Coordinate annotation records
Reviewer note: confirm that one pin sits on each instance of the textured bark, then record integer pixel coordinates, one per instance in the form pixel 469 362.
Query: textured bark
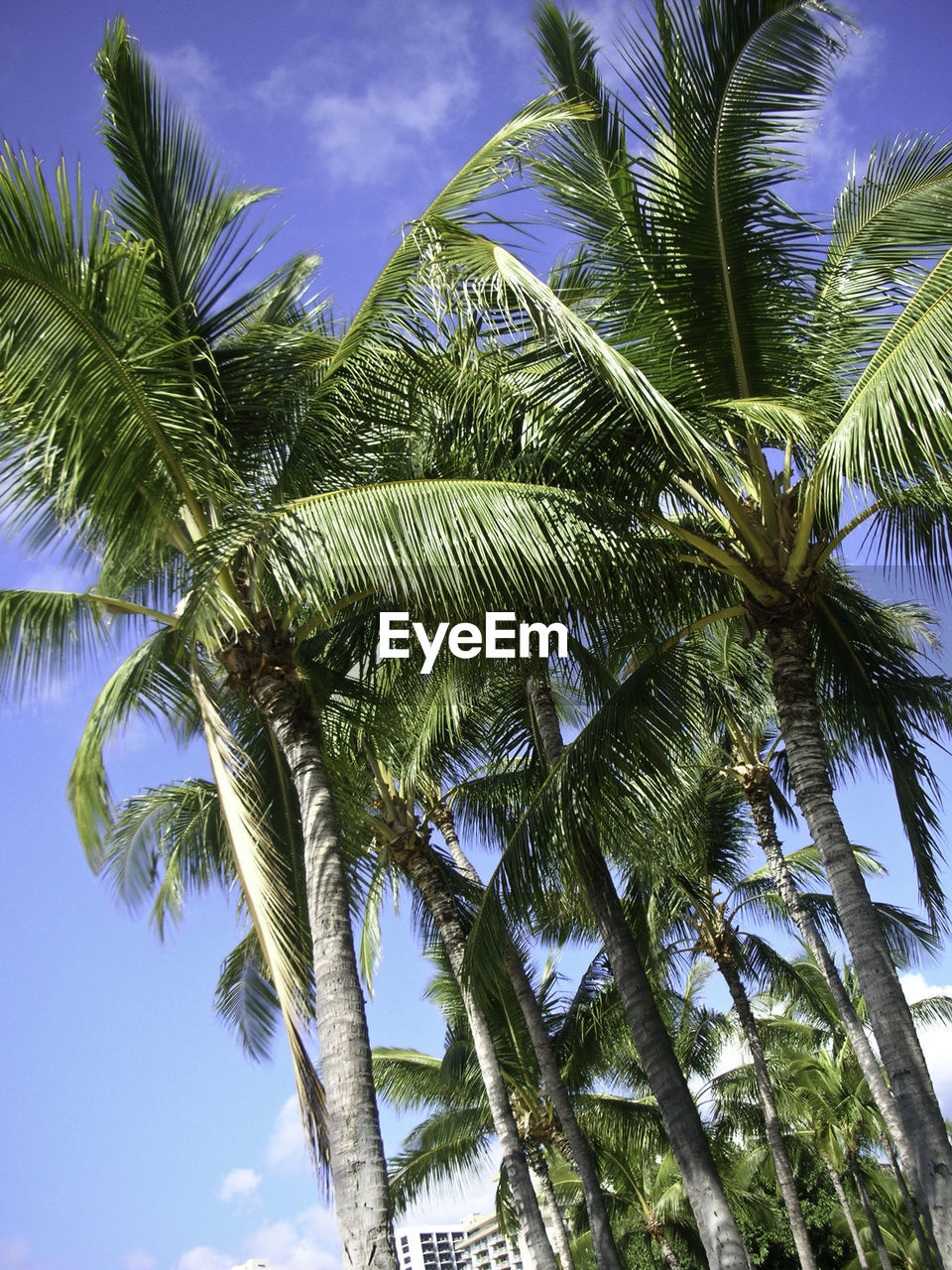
pixel 879 1243
pixel 579 1155
pixel 757 789
pixel 772 1121
pixel 357 1161
pixel 788 644
pixel 848 1214
pixel 719 1232
pixel 665 1250
pixel 560 1230
pixel 925 1251
pixel 428 878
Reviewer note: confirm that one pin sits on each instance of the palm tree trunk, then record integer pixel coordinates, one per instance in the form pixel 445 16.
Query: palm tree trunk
pixel 774 1133
pixel 357 1161
pixel 719 1232
pixel 788 643
pixel 665 1250
pixel 757 790
pixel 560 1230
pixel 428 878
pixel 885 1261
pixel 848 1214
pixel 909 1205
pixel 580 1157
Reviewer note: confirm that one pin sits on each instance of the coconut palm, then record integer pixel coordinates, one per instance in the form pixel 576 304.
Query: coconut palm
pixel 209 448
pixel 752 384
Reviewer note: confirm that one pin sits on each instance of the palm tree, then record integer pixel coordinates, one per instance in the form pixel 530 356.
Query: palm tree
pixel 208 449
pixel 734 385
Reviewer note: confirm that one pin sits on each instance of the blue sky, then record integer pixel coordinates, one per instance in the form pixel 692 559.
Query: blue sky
pixel 137 1137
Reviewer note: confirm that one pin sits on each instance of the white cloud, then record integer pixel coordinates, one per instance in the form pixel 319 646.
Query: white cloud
pixel 204 1259
pixel 239 1182
pixel 189 75
pixel 366 137
pixel 287 1148
pixel 306 1242
pixel 934 1038
pixel 137 1260
pixel 416 89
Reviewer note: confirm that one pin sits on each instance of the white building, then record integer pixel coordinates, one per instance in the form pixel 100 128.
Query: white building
pixel 485 1247
pixel 429 1247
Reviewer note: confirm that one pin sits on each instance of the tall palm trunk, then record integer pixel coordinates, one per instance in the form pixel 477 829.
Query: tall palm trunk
pixel 756 783
pixel 772 1121
pixel 426 875
pixel 925 1251
pixel 848 1214
pixel 560 1230
pixel 580 1157
pixel 719 1232
pixel 788 644
pixel 879 1242
pixel 357 1161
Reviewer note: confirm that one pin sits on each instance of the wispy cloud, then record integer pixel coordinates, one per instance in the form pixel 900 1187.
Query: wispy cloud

▶ _Stated task_: Rewrite all of the records above, replacing every "Reviewer note" with "Checker note" and leaving everything else unchanged, and omit the pictures.

▶ _Output of the exercise_:
Checker note: confirm that one pin sits on each instance of the textured bark, then record integer pixel coordinates, one per instance in the form pixel 469 362.
Query: textured bark
pixel 879 1243
pixel 579 1155
pixel 757 789
pixel 772 1121
pixel 357 1161
pixel 788 644
pixel 848 1214
pixel 719 1232
pixel 665 1250
pixel 560 1230
pixel 925 1251
pixel 428 878
Checker note: confirm that one pin sits on each instance of the palm tree trunk, then record integer pixel coordinates, one per instance in the form pixel 445 16.
Query: palm tree trunk
pixel 774 1133
pixel 357 1161
pixel 719 1232
pixel 788 643
pixel 665 1250
pixel 757 790
pixel 560 1230
pixel 428 878
pixel 885 1261
pixel 848 1214
pixel 909 1205
pixel 580 1157
Checker note: confirm that one pin sits on each instance of the coconut palm, then record integer pixel coordinates, one per instance in the form pixel 576 304.
Query: coconut palm
pixel 209 448
pixel 752 384
Checker note: confirm that one pin sits on each instance of the palm tree, then record integer pixel coordinates, one per instance in the form pixel 530 356.
Query: palm tree
pixel 208 449
pixel 734 385
Checker note: confirm that one pin sits on each instance of the blue sky, then record integer pixel coordinates, one per instance in the form pixel 692 559.
Query: blue sky
pixel 137 1137
Checker note: confirm that one pin sits on each instance of the white cloud, then record integer pixel coordinates, one per instance in the form pixel 319 646.
Query: white cloud
pixel 204 1259
pixel 239 1182
pixel 189 75
pixel 366 137
pixel 287 1148
pixel 306 1242
pixel 934 1038
pixel 137 1260
pixel 416 89
Checker note: confirm that one pin sits on each instance of the white building, then record integer pixel coordinates, one per instance in the form pixel 100 128.
Query: white building
pixel 485 1247
pixel 429 1247
Checker note: confirm that one pin sits on each instance of the tall palm trunk, then record integer pixel coordinates, one per instance in the form pixel 477 829.
Query: tall palm trunk
pixel 756 783
pixel 772 1121
pixel 426 875
pixel 925 1251
pixel 848 1214
pixel 560 1230
pixel 580 1157
pixel 719 1232
pixel 788 644
pixel 879 1242
pixel 357 1161
Checker note: confirm that one pin sits on each instance of the wispy cloud, then record integer pixel coordinates, one per instance in the form pixel 900 1187.
Query: wispy cloud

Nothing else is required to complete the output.